_AVAILABLE RECORDS_:
=-=-=-=-=

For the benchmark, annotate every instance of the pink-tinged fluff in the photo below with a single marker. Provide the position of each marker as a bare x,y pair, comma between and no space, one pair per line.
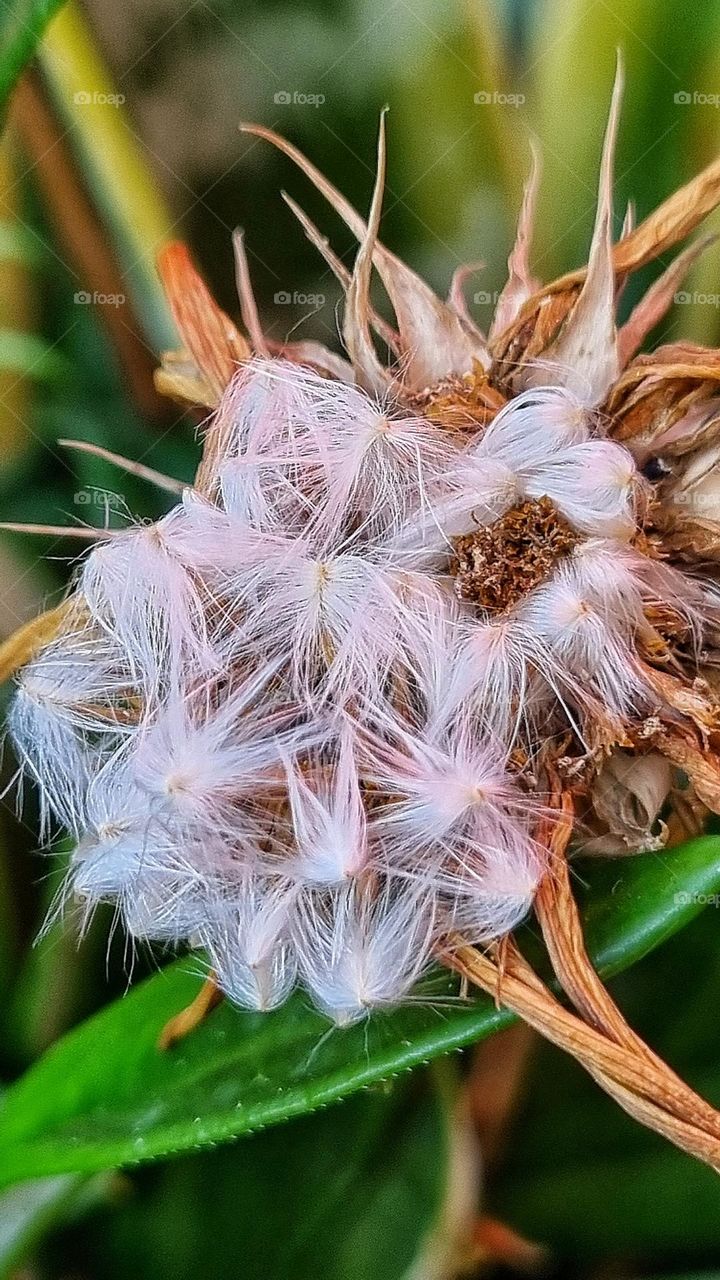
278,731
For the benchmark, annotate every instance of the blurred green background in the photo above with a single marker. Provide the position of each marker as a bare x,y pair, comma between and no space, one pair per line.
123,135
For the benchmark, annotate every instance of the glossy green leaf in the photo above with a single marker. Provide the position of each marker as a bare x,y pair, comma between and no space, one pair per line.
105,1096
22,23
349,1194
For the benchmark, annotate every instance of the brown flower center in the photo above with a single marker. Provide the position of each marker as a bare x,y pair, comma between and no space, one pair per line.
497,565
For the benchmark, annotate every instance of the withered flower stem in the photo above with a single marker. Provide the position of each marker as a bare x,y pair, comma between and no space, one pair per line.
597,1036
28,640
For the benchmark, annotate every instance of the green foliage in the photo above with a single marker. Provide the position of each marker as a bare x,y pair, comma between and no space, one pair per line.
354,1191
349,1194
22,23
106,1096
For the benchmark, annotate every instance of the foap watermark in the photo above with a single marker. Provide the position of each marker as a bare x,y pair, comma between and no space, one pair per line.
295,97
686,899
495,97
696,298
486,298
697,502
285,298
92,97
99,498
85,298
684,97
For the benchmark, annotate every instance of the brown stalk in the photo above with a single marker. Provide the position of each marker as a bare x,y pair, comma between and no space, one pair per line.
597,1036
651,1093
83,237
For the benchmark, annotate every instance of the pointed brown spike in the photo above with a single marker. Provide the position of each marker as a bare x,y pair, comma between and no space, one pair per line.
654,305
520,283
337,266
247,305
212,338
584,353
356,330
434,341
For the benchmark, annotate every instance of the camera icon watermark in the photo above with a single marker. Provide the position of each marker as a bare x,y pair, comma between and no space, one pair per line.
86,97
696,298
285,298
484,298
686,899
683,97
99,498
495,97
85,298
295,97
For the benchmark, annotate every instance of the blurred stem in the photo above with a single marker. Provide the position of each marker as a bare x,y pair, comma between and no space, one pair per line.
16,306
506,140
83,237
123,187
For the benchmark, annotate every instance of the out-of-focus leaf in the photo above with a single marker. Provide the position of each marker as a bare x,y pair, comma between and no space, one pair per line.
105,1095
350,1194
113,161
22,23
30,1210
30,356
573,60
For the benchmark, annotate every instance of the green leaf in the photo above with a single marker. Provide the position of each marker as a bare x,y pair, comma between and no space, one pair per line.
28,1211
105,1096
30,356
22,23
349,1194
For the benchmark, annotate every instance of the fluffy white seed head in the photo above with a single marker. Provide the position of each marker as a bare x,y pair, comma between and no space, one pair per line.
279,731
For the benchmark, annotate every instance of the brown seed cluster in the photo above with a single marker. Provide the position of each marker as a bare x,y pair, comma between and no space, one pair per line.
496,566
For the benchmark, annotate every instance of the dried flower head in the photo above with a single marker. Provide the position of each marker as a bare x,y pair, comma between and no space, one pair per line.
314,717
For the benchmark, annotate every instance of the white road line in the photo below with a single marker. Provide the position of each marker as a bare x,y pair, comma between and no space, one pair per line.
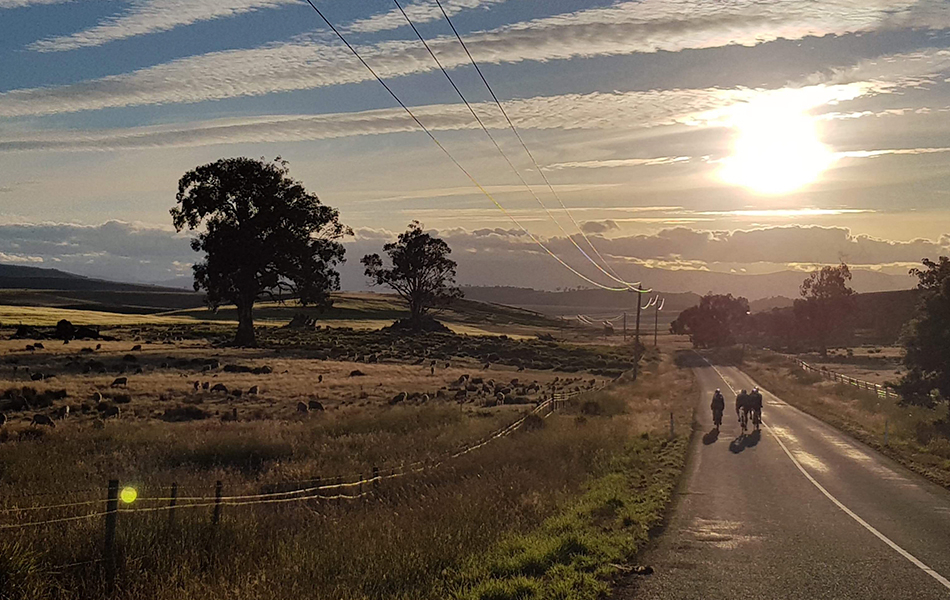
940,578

=-=-=-=-=

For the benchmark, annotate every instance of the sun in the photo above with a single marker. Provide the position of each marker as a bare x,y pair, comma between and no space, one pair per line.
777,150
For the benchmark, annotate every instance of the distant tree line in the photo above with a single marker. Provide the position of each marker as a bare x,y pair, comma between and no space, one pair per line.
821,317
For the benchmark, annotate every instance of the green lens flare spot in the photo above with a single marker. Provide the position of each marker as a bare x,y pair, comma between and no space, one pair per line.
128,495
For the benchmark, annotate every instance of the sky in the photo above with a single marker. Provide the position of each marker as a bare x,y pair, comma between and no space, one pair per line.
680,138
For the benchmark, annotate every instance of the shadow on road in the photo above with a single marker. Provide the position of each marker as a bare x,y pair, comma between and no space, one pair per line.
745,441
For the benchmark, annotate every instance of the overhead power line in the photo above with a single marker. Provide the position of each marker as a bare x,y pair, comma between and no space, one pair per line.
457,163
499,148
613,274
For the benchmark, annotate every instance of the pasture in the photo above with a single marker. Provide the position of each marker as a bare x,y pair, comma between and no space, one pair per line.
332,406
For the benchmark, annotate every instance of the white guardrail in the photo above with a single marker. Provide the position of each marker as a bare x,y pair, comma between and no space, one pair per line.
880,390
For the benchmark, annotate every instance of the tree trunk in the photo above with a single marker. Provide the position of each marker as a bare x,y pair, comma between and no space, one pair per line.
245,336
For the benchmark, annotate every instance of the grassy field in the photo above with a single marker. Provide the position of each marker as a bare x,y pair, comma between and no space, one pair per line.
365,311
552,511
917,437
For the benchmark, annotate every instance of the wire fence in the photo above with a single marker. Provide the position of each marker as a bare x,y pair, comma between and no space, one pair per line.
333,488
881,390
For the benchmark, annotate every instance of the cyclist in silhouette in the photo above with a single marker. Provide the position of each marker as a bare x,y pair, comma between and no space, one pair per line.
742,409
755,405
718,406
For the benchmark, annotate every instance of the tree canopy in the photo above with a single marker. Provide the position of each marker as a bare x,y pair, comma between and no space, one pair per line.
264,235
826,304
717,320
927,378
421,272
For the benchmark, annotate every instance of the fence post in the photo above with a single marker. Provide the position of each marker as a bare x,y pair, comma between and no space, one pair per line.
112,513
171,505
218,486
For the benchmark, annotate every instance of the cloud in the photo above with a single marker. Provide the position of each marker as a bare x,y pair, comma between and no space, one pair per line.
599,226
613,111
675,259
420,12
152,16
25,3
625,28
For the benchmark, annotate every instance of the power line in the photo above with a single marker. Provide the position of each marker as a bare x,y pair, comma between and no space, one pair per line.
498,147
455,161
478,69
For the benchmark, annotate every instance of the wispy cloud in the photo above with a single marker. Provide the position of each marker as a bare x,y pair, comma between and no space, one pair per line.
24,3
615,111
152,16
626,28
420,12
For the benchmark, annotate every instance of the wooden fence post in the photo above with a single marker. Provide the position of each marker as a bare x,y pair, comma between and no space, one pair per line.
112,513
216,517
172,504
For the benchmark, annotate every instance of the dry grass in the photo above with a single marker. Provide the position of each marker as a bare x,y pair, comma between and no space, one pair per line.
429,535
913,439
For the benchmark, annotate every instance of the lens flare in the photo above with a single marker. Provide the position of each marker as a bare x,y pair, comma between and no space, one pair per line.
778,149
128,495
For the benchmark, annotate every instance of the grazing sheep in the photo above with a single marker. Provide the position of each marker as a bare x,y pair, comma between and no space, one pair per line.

=-=-=-=-=

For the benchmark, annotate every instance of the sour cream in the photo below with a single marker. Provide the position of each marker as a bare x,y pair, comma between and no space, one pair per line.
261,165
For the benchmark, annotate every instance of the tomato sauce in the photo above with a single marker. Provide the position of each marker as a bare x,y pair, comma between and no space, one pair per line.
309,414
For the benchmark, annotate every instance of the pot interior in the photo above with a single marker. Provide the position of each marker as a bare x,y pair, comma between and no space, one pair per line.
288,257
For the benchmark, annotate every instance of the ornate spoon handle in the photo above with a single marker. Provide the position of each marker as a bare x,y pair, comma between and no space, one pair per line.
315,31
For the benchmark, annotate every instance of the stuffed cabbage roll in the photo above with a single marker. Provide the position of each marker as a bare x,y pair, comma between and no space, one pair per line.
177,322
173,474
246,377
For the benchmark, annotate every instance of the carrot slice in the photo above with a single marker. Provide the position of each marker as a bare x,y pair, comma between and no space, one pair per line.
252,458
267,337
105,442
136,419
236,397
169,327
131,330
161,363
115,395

=-=-=-=-=

_REQUIREMENTS_:
Identify each line in the listing above that includes the word "cloud", and copy every such line in full.

_WRITTEN ANSWER_:
For the benchmark, annotate every instance of the cloud in the photo above with a single marker. Provide the position of each marker as a bare x,y pair, comma between and no space, one pair per line.
For the benchmark, annotate every instance of the wispy cloud in the photo above with a single marker. Provide the position of each marker as a bare x,y pair, comma between and no space, one pair per line.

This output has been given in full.